→ Working data
______

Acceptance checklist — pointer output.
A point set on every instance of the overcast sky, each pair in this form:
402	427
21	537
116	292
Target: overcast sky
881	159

______

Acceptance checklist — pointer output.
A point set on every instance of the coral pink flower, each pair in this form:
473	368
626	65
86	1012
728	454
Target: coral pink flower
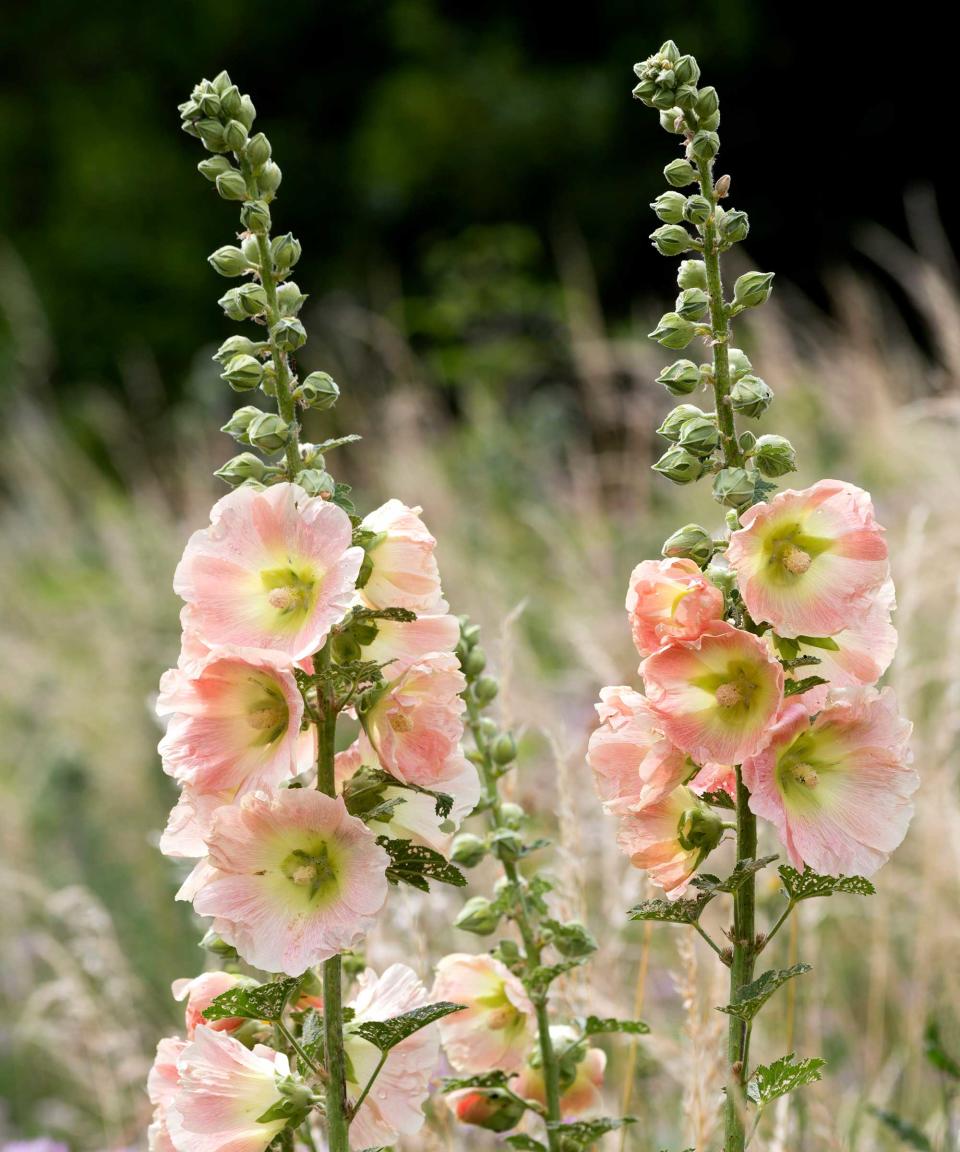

______

→ Short problem
Count the lines of the records that contain the string "Target", matching case exactly. Reply with the number alone.

→ Output for this task
2